Task description: Copy every line of the material below character for character, leaving out the pictures.

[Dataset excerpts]
%%
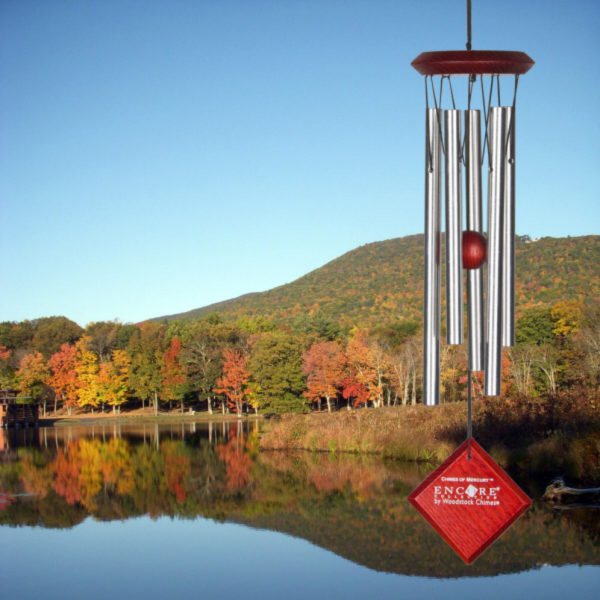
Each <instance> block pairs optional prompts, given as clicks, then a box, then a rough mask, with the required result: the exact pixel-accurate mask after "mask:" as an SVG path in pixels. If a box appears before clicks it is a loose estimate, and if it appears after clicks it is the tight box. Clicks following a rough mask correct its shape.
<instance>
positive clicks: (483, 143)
mask: <svg viewBox="0 0 600 600" xmlns="http://www.w3.org/2000/svg"><path fill="white" fill-rule="evenodd" d="M479 81H480V83H481V102H482V104H483V117H484V122H485V135H484V136H483V148H482V149H481V164H482V165H483V157H484V156H485V147H486V144H487V143H488V122H489V118H490V107H491V104H492V90H493V89H494V76H493V75H492V76H491V81H490V94H489V99H488V103H487V107H486V104H485V90H484V88H483V75H480V76H479ZM488 166H489V167H491V163H489V153H488Z"/></svg>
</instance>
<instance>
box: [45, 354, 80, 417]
mask: <svg viewBox="0 0 600 600" xmlns="http://www.w3.org/2000/svg"><path fill="white" fill-rule="evenodd" d="M76 353H77V350H76V348H75V346H71V345H70V344H66V343H65V344H63V345H62V346H61V347H60V350H59V351H58V352H55V353H54V354H53V355H52V356H51V357H50V358H49V360H48V366H49V367H50V369H51V374H50V378H49V379H48V384H49V385H50V387H51V388H52V389H53V390H54V394H55V395H54V412H56V404H57V400H58V398H60V399H61V400H63V402H64V403H65V406H67V407H68V408H69V410H70V409H71V407H72V406H76V404H77V389H78V387H79V381H78V379H77V372H76V371H75V358H76Z"/></svg>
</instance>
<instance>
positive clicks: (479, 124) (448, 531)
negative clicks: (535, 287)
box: [409, 0, 534, 563]
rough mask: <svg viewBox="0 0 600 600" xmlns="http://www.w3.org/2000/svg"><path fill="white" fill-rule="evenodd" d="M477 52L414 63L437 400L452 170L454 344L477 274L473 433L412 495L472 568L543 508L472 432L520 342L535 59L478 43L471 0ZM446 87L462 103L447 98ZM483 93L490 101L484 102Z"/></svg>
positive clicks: (473, 345) (409, 498)
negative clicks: (532, 78)
mask: <svg viewBox="0 0 600 600" xmlns="http://www.w3.org/2000/svg"><path fill="white" fill-rule="evenodd" d="M466 47H467V49H466V50H453V51H442V52H423V53H422V54H420V55H419V56H417V58H416V59H415V60H413V62H412V63H411V64H412V66H413V67H414V68H415V69H416V70H417V71H418V72H419V73H420V74H421V75H424V76H425V102H426V116H425V123H426V124H425V319H424V344H423V349H424V356H423V362H424V364H423V403H424V404H426V405H429V406H434V405H437V404H439V396H440V335H441V304H442V303H441V270H442V269H441V256H440V255H441V229H442V170H443V173H444V188H443V189H444V200H445V234H446V236H445V238H446V239H445V241H446V244H445V247H446V256H445V266H446V341H447V343H448V344H449V345H460V344H463V342H464V300H463V298H464V290H463V270H465V271H466V274H467V277H466V282H467V314H468V368H467V371H468V377H467V395H468V415H467V419H468V423H467V440H466V441H465V442H464V443H463V444H462V445H461V446H460V447H459V448H458V449H457V450H456V452H454V454H452V456H450V458H449V459H448V460H447V461H446V462H444V463H443V464H442V465H441V466H440V467H439V468H438V469H436V470H435V471H434V472H433V473H432V474H431V475H430V476H429V477H428V478H427V479H426V480H425V481H424V482H423V483H422V484H421V485H420V486H419V487H417V488H416V489H415V490H414V491H413V492H412V493H411V494H410V496H409V500H410V502H411V503H412V504H413V505H414V506H415V508H417V510H419V512H421V514H423V516H424V517H425V518H426V519H427V521H428V522H429V523H430V524H431V525H432V526H433V527H434V528H435V529H436V531H438V533H440V535H442V537H443V538H444V539H445V540H446V541H447V542H448V543H449V544H450V546H451V547H452V548H453V549H454V550H455V551H456V552H457V553H458V554H459V555H460V556H461V557H462V558H463V560H465V561H466V562H468V563H470V562H472V561H473V560H475V559H476V558H477V556H479V555H480V554H481V553H482V552H483V551H484V550H485V549H486V548H487V547H488V546H489V545H490V544H491V543H492V542H493V541H494V540H495V539H497V537H498V536H499V535H500V534H501V533H502V532H503V531H504V530H505V529H506V528H508V527H509V526H510V525H511V524H512V523H513V522H514V521H515V520H516V519H517V518H518V517H519V516H520V515H521V514H522V513H523V512H524V511H525V510H526V509H527V508H528V506H529V505H530V504H531V500H530V499H529V498H528V497H527V496H526V495H525V494H524V493H523V492H522V491H521V490H520V489H519V487H518V486H517V485H516V484H515V483H514V482H513V481H512V480H511V479H510V477H509V476H508V475H507V474H506V473H504V471H503V470H502V469H501V468H500V467H499V466H498V465H497V464H496V463H495V462H494V461H493V460H492V459H491V457H489V455H487V454H486V453H485V451H484V450H483V449H482V448H481V446H479V444H477V443H476V442H475V440H474V439H473V438H472V426H471V373H472V372H474V371H483V374H484V394H485V395H486V396H499V395H500V393H501V373H502V348H503V347H509V346H512V345H513V344H514V314H515V311H514V277H515V268H514V257H515V125H516V118H515V109H516V96H517V86H518V82H519V76H520V75H523V74H524V73H526V72H527V71H528V70H529V69H530V68H531V67H532V66H533V64H534V63H533V60H532V59H531V58H530V57H529V56H527V54H525V53H523V52H512V51H496V50H472V49H471V2H470V0H467V44H466ZM457 75H463V76H466V82H467V90H466V97H467V107H466V109H465V110H464V112H461V110H459V109H457V108H456V104H455V94H454V89H453V87H452V83H453V82H452V78H453V77H454V76H457ZM501 76H503V78H504V76H513V78H514V88H513V94H512V102H511V104H510V105H507V106H502V102H501V90H500V79H501ZM445 84H447V88H448V91H449V94H448V93H447V94H446V98H448V95H449V97H450V103H451V104H450V106H451V108H443V105H442V99H443V91H444V85H445ZM486 86H487V89H486ZM478 88H480V89H478ZM494 89H495V91H496V93H495V94H494ZM479 93H481V108H474V106H475V103H476V98H478V96H479ZM432 104H433V106H432ZM486 149H487V154H486ZM484 166H486V167H487V238H486V237H485V236H484V230H483V206H482V205H483V203H482V188H483V185H482V170H483V167H484ZM463 169H464V181H465V185H464V190H465V200H466V202H465V204H466V230H465V231H463V198H462V196H463V193H462V192H463ZM486 260H487V273H486V280H487V281H486V282H485V283H486V286H485V287H486V294H485V302H484V277H483V264H484V263H485V262H486ZM484 304H485V312H484Z"/></svg>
%%
Exercise response:
Each <instance> block pairs optional prompts, given as clicks, then a box, then a rough mask, with the required result: the exact pixel-accurate mask after "mask:" as an SVG path in pixels. If a box appears before clicks it is a loose estimate, and if it appears after clicks it is the tight box. Clicks following a rough mask correct its shape.
<instance>
positive clicks: (483, 143)
mask: <svg viewBox="0 0 600 600" xmlns="http://www.w3.org/2000/svg"><path fill="white" fill-rule="evenodd" d="M479 81H480V83H481V102H482V104H483V117H484V122H485V135H484V136H483V148H482V149H481V164H482V165H483V157H484V156H485V147H486V144H487V143H488V122H489V118H490V107H491V104H492V90H493V89H494V76H493V75H492V76H491V81H490V94H489V99H488V103H487V107H486V104H485V90H484V88H483V75H480V76H479ZM488 166H489V167H491V163H489V153H488Z"/></svg>
</instance>
<instance>
box: [45, 354, 80, 417]
mask: <svg viewBox="0 0 600 600" xmlns="http://www.w3.org/2000/svg"><path fill="white" fill-rule="evenodd" d="M76 353H77V350H76V348H75V346H71V345H70V344H66V343H65V344H63V345H62V346H61V347H60V350H59V351H58V352H55V353H54V354H53V355H52V356H51V357H50V358H49V360H48V366H49V367H50V369H51V374H50V378H49V379H48V384H49V385H50V387H51V388H52V389H53V390H54V394H55V395H54V412H56V404H57V400H58V398H60V399H61V400H63V402H64V403H65V406H67V407H68V408H69V410H70V409H71V407H72V406H76V404H77V389H78V387H79V381H78V379H77V372H76V371H75V358H76Z"/></svg>
</instance>
<instance>
positive clicks: (479, 124) (448, 531)
negative clicks: (535, 287)
box: [409, 0, 534, 563]
rough mask: <svg viewBox="0 0 600 600" xmlns="http://www.w3.org/2000/svg"><path fill="white" fill-rule="evenodd" d="M477 52L414 63L437 400L452 170L454 344L477 274L473 433L412 495L472 568L543 508L472 432L520 342L535 59L478 43L471 0ZM446 87L462 103L447 98ZM483 93L490 101L484 102Z"/></svg>
positive clicks: (473, 345) (409, 498)
negative clicks: (532, 78)
mask: <svg viewBox="0 0 600 600" xmlns="http://www.w3.org/2000/svg"><path fill="white" fill-rule="evenodd" d="M466 47H467V49H466V50H453V51H442V52H423V53H422V54H420V55H419V56H417V58H416V59H415V60H413V62H412V63H411V64H412V66H413V67H414V68H415V69H416V70H417V71H418V72H419V73H420V74H421V75H424V76H425V102H426V116H425V123H426V124H425V319H424V344H423V349H424V356H423V362H424V364H423V403H424V404H426V405H429V406H434V405H437V404H439V396H440V335H441V304H442V303H441V270H442V269H441V256H440V255H441V229H442V170H443V173H444V188H443V189H444V200H445V234H446V236H445V238H446V239H445V241H446V244H445V247H446V256H445V266H446V341H447V343H448V344H449V345H460V344H463V342H464V300H463V298H464V290H463V270H465V271H466V274H467V277H466V282H467V314H468V368H467V371H468V377H467V395H468V415H467V419H468V423H467V440H466V441H465V442H464V443H463V444H462V445H461V446H460V447H459V448H458V449H457V450H456V452H454V454H452V456H450V458H449V459H448V460H447V461H446V462H444V463H443V464H442V465H441V466H440V467H439V468H438V469H436V470H435V471H434V472H433V473H432V474H431V475H430V476H429V477H428V478H427V479H426V480H425V481H424V482H423V483H422V484H421V485H420V486H419V487H417V488H416V489H415V490H414V491H413V492H412V493H411V494H410V496H409V500H410V502H411V503H412V504H413V505H414V506H415V508H417V510H419V512H421V514H423V516H424V517H425V518H426V519H427V521H428V522H429V523H430V524H431V525H432V526H433V527H434V528H435V529H436V531H438V533H440V535H442V537H443V538H444V539H445V540H446V541H447V542H448V543H449V544H450V546H451V547H452V548H453V549H454V550H455V551H456V552H457V553H458V554H459V555H460V556H461V557H462V558H463V560H465V561H466V562H468V563H470V562H472V561H473V560H475V559H476V558H477V556H479V555H480V554H481V553H482V552H483V551H484V550H485V549H486V548H487V547H488V546H489V545H490V544H491V543H492V542H493V541H494V540H495V539H497V537H498V536H499V535H500V534H501V533H502V532H503V531H504V530H505V529H506V528H508V527H509V526H510V525H511V524H512V523H513V522H514V521H515V520H516V519H517V518H518V517H519V516H520V515H521V514H522V513H523V512H524V511H525V510H526V509H527V508H528V506H529V505H530V504H531V500H530V499H529V498H528V497H527V496H526V495H525V494H524V493H523V492H522V491H521V490H520V489H519V487H518V486H517V485H516V484H515V483H514V482H513V481H512V480H511V479H510V477H509V476H508V475H507V474H506V473H504V471H503V470H502V469H501V468H500V467H499V466H498V465H497V464H496V463H495V462H494V461H493V460H492V459H491V457H489V455H487V454H486V453H485V451H484V450H483V449H482V448H481V446H479V444H477V443H476V442H475V440H474V439H473V438H472V426H471V373H472V372H474V371H483V374H484V394H485V395H486V396H499V395H500V393H501V373H502V348H503V347H509V346H512V345H513V344H514V314H515V311H514V277H515V268H514V257H515V125H516V118H515V109H516V96H517V86H518V82H519V76H520V75H523V74H524V73H526V72H527V71H528V70H529V69H530V68H531V67H532V66H533V64H534V63H533V60H532V59H531V58H530V57H529V56H527V54H525V53H523V52H512V51H496V50H472V49H471V2H470V0H467V44H466ZM457 75H463V76H466V82H467V90H466V97H467V107H466V109H465V110H464V112H461V110H459V109H457V108H456V104H455V94H454V89H453V87H452V83H453V82H452V78H453V77H454V76H457ZM501 76H503V78H504V76H513V78H514V88H513V94H512V102H511V104H510V105H507V106H502V102H501V90H500V79H501ZM445 84H447V88H448V91H449V94H448V93H447V94H446V98H448V95H449V97H450V103H451V104H450V106H451V108H443V105H442V99H443V91H444V85H445ZM486 86H487V89H486ZM478 88H480V89H478ZM494 89H495V91H496V93H495V94H494ZM479 93H481V108H474V106H475V103H476V98H478V96H479ZM432 104H433V106H432ZM486 149H487V154H486ZM484 166H486V167H487V238H486V237H485V236H484V230H483V206H482V205H483V203H482V188H483V185H482V170H483V167H484ZM463 169H464V181H465V185H464V190H465V200H466V202H465V204H466V230H465V231H463V198H462V196H463V193H462V192H463ZM486 260H487V273H486V280H487V281H486V282H485V283H486V286H485V287H486V294H485V302H484V277H483V264H484V263H485V262H486ZM484 304H485V312H484Z"/></svg>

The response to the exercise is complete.